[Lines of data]

— START —

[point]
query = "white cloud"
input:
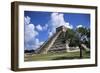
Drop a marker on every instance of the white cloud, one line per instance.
(57, 20)
(31, 42)
(50, 34)
(79, 26)
(39, 27)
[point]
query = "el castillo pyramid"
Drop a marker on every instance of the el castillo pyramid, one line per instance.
(57, 43)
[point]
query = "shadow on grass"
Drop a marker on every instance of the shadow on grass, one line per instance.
(62, 58)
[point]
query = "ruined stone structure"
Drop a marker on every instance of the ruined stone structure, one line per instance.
(56, 43)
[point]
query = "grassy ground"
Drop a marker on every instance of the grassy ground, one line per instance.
(55, 56)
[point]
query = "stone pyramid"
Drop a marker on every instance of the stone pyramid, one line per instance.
(56, 43)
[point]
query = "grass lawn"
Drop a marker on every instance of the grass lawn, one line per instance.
(55, 56)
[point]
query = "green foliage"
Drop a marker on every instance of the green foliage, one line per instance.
(77, 36)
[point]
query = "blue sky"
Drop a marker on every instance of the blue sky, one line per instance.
(39, 26)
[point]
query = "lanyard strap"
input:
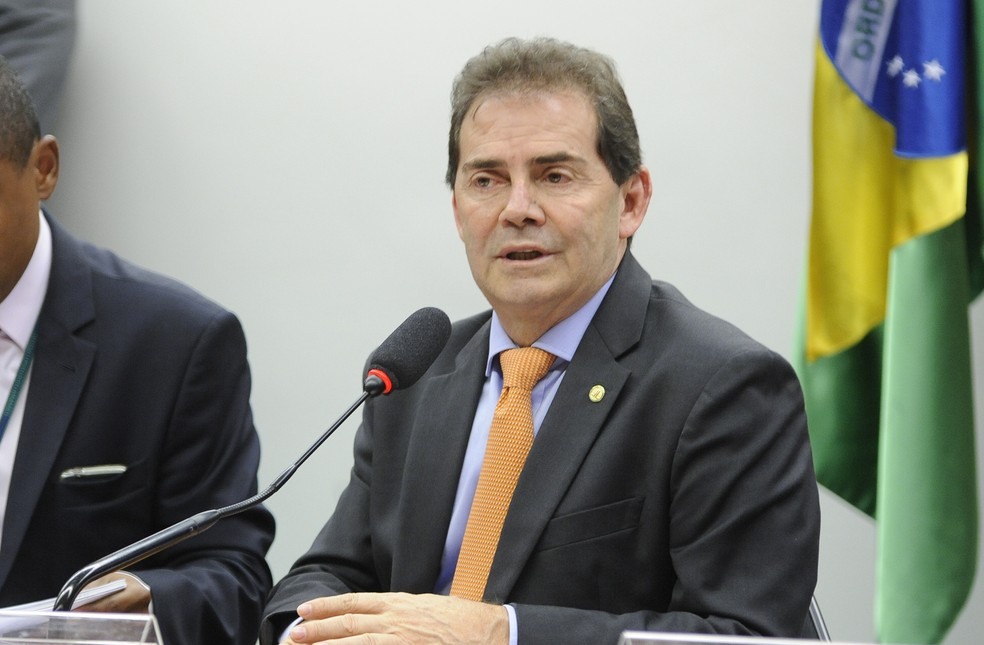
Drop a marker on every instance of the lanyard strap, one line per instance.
(8, 410)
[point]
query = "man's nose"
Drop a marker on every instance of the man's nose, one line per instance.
(522, 207)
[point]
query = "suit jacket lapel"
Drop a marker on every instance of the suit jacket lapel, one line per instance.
(435, 454)
(572, 423)
(58, 375)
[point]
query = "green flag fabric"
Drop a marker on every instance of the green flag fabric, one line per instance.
(894, 261)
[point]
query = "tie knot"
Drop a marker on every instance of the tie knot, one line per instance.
(522, 367)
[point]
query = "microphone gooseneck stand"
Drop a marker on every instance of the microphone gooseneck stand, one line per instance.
(150, 545)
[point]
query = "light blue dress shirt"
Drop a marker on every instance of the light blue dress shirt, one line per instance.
(561, 340)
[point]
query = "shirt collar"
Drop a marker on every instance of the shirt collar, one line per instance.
(19, 311)
(561, 340)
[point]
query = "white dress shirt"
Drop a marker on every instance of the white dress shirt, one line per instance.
(18, 314)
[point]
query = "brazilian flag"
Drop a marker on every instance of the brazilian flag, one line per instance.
(894, 260)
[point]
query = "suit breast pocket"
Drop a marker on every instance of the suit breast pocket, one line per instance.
(97, 486)
(591, 524)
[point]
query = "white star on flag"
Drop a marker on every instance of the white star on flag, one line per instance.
(895, 66)
(933, 70)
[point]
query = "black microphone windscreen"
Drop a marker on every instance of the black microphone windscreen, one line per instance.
(411, 349)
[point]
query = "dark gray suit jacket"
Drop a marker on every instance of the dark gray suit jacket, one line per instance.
(137, 370)
(684, 500)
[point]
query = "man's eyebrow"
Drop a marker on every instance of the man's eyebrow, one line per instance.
(557, 157)
(482, 164)
(542, 160)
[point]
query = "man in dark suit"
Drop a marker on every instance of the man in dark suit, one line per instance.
(128, 410)
(669, 485)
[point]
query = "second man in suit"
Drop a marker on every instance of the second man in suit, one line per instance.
(668, 483)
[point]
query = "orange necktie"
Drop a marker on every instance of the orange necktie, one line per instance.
(510, 439)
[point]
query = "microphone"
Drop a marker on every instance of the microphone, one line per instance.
(397, 363)
(408, 352)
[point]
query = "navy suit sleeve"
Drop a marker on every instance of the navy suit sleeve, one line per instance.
(743, 518)
(210, 588)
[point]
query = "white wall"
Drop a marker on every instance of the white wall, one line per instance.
(286, 158)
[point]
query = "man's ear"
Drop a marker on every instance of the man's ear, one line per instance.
(636, 193)
(45, 162)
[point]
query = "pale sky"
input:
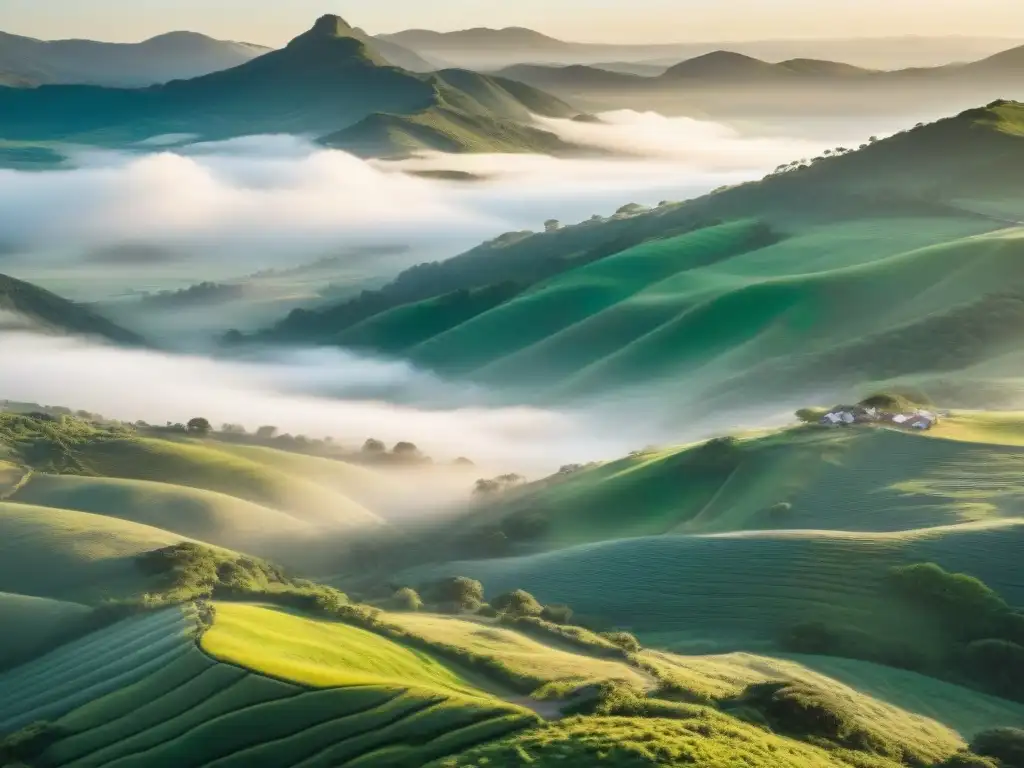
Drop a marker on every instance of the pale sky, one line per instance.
(274, 22)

— END —

▶ **The request**
Pull out every line from the items that contains the word "brazilian", copying each one in full.

▶ **Answer in full**
query = "brazilian flag"
Drop a marker on every instance of the brazilian flag, one line per instance.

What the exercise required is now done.